===== Listed entries

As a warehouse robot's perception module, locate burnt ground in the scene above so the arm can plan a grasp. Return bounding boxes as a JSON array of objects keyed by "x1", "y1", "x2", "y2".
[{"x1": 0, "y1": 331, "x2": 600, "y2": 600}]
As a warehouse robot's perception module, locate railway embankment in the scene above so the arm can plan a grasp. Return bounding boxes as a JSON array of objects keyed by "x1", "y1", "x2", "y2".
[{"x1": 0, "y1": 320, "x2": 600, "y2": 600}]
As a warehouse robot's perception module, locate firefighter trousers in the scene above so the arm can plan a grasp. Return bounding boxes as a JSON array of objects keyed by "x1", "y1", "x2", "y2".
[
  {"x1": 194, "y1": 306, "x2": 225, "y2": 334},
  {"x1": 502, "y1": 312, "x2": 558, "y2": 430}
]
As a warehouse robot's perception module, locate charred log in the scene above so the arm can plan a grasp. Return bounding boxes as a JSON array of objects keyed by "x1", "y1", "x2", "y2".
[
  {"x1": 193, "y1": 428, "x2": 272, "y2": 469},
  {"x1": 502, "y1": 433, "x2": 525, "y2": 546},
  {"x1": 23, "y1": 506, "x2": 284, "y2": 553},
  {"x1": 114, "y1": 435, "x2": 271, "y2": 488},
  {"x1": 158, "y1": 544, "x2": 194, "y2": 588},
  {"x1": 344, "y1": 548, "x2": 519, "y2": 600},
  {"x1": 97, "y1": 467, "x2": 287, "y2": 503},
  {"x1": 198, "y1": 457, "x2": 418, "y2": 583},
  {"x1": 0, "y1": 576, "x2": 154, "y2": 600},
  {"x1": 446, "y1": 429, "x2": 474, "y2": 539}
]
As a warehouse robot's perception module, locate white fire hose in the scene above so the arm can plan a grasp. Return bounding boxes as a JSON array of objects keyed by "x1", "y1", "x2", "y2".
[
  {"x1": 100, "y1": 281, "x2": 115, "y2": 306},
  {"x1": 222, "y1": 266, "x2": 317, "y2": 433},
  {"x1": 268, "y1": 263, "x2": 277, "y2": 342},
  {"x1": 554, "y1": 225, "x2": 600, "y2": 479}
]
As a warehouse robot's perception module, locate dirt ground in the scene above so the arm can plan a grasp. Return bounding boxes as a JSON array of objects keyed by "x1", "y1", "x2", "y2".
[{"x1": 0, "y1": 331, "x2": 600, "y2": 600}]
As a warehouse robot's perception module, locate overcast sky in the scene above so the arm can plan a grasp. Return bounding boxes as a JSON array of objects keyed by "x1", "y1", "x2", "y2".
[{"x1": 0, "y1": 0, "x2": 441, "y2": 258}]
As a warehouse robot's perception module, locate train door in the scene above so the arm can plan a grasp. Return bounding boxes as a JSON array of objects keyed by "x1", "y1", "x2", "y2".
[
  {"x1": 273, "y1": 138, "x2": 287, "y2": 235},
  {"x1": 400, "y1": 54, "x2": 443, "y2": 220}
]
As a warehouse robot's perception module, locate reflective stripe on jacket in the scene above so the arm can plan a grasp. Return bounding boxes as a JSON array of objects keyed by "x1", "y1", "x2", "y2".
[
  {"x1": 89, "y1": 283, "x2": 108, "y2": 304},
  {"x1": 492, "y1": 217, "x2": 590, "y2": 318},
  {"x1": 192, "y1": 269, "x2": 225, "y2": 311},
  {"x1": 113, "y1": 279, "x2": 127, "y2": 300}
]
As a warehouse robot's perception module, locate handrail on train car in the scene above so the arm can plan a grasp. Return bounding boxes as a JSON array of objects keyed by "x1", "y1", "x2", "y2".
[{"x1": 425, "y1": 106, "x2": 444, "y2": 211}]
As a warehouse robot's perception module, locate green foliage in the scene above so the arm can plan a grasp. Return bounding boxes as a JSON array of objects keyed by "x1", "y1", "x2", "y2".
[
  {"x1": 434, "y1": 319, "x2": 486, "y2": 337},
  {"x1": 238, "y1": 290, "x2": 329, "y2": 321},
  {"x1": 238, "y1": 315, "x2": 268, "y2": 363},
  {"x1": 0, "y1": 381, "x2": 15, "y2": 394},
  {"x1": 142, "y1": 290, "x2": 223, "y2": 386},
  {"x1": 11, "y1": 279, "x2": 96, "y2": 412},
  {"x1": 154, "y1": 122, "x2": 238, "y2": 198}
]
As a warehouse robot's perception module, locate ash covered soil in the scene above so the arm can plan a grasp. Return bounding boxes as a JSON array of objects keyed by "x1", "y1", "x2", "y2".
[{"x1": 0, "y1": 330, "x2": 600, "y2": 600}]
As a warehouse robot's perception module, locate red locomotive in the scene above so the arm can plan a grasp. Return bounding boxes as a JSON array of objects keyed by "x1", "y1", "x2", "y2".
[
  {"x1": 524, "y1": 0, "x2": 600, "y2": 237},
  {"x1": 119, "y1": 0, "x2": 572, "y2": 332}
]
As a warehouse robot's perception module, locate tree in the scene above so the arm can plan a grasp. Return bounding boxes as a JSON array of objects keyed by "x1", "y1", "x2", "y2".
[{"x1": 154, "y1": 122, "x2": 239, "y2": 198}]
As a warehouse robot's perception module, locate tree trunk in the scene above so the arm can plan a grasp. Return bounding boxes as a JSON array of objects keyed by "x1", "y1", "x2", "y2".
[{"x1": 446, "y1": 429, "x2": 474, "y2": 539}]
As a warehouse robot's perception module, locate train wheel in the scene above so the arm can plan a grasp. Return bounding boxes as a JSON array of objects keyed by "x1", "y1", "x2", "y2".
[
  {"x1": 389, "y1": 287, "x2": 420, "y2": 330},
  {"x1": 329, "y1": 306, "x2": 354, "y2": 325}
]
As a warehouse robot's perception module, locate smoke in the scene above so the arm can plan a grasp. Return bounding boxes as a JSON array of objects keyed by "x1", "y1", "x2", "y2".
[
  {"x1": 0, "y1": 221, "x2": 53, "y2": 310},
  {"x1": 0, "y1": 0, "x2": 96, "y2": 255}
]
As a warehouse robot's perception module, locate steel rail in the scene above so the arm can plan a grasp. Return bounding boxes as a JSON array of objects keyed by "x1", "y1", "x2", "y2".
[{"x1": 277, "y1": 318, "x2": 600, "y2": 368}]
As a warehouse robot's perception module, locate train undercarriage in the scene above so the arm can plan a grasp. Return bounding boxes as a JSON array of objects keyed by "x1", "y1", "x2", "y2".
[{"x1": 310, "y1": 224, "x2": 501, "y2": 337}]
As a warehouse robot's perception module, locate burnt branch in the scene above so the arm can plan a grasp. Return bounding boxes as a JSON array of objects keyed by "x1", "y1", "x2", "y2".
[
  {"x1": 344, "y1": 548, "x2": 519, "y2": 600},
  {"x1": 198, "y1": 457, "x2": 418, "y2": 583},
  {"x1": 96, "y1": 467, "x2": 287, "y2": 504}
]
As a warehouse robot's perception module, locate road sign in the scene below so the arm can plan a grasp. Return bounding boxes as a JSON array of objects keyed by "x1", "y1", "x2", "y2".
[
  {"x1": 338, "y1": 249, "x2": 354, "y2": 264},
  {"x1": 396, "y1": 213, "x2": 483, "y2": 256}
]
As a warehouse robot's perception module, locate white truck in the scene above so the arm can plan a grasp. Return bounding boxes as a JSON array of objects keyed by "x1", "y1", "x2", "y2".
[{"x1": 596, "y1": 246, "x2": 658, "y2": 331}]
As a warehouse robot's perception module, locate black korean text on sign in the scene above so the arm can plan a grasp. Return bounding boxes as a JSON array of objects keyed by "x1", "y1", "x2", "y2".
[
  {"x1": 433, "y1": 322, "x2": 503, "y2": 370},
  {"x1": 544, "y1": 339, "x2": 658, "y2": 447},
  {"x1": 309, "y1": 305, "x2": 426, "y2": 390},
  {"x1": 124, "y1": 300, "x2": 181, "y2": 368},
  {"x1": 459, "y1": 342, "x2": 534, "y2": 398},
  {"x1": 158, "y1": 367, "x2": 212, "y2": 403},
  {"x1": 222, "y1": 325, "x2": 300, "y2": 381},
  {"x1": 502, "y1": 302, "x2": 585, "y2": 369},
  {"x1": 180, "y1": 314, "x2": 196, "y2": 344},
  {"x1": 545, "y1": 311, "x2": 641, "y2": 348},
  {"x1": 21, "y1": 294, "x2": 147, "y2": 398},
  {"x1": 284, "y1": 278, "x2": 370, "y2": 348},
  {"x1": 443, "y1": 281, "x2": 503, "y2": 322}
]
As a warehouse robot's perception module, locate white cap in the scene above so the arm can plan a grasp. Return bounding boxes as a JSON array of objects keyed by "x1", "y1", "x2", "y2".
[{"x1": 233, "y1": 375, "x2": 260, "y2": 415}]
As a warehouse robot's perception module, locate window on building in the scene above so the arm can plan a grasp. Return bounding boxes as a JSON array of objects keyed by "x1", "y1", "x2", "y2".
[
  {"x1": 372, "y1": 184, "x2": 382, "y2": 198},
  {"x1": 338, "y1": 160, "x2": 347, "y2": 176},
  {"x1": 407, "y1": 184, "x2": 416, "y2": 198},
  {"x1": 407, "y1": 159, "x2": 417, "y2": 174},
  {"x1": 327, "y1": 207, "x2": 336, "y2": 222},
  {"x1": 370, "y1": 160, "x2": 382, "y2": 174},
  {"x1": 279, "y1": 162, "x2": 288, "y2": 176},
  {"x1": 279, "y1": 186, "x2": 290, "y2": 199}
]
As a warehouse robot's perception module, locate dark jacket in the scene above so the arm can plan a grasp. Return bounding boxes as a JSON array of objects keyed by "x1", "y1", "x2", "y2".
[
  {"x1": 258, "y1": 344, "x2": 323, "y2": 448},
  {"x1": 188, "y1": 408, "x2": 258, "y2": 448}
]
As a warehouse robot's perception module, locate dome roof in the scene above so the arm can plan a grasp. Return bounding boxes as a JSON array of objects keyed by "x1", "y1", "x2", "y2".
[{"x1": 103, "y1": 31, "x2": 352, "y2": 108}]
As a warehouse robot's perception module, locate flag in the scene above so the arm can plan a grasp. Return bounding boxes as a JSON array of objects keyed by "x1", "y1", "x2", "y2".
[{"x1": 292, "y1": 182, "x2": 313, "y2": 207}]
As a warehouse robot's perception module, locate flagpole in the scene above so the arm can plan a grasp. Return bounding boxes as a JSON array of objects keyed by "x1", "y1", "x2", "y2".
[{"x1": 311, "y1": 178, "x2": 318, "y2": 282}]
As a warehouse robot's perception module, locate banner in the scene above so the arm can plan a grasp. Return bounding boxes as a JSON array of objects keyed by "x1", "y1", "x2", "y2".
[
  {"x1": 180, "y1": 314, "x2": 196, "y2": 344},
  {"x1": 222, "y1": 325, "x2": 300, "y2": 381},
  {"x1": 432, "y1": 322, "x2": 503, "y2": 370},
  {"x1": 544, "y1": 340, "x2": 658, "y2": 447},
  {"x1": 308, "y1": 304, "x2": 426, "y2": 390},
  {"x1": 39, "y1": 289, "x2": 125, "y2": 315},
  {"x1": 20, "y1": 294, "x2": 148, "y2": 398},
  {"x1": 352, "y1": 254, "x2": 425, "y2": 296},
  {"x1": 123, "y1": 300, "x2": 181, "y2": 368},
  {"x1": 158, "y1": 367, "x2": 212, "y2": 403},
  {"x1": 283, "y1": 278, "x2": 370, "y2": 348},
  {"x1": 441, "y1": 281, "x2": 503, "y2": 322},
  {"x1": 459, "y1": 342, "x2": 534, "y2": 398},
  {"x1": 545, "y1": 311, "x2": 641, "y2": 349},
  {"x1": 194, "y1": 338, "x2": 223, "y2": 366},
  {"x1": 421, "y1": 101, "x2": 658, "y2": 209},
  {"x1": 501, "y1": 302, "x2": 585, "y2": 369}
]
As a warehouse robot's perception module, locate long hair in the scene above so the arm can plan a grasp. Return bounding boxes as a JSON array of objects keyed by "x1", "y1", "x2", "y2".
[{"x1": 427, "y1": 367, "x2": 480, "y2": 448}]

==========

# Written task
Reproduce the records word for word, starting with the line that contains "As a warehouse robot's perception module, locate banner" and continuing through the end of the records, including both ends.

# Exercise answer
As a warehouse robot's perception module, locate banner in the scene above so the arm can plan a grasp. Return bounding boxes as a JSON array of objects keyed by "x1", "y1", "x2", "y2".
[
  {"x1": 180, "y1": 314, "x2": 196, "y2": 344},
  {"x1": 222, "y1": 325, "x2": 300, "y2": 381},
  {"x1": 432, "y1": 322, "x2": 503, "y2": 370},
  {"x1": 544, "y1": 340, "x2": 658, "y2": 447},
  {"x1": 308, "y1": 304, "x2": 426, "y2": 390},
  {"x1": 39, "y1": 289, "x2": 125, "y2": 315},
  {"x1": 20, "y1": 294, "x2": 148, "y2": 398},
  {"x1": 352, "y1": 254, "x2": 425, "y2": 296},
  {"x1": 123, "y1": 300, "x2": 181, "y2": 368},
  {"x1": 158, "y1": 367, "x2": 212, "y2": 403},
  {"x1": 283, "y1": 278, "x2": 370, "y2": 348},
  {"x1": 441, "y1": 281, "x2": 503, "y2": 322},
  {"x1": 459, "y1": 342, "x2": 534, "y2": 398},
  {"x1": 545, "y1": 311, "x2": 641, "y2": 349},
  {"x1": 194, "y1": 338, "x2": 223, "y2": 366},
  {"x1": 421, "y1": 101, "x2": 658, "y2": 209},
  {"x1": 501, "y1": 302, "x2": 585, "y2": 369}
]
As a warehouse robot's perception module, locate long hair in the scene above so the arm can plan a grasp. Return bounding boxes as a JSON array of objects keyed by "x1", "y1", "x2", "y2".
[{"x1": 427, "y1": 367, "x2": 480, "y2": 448}]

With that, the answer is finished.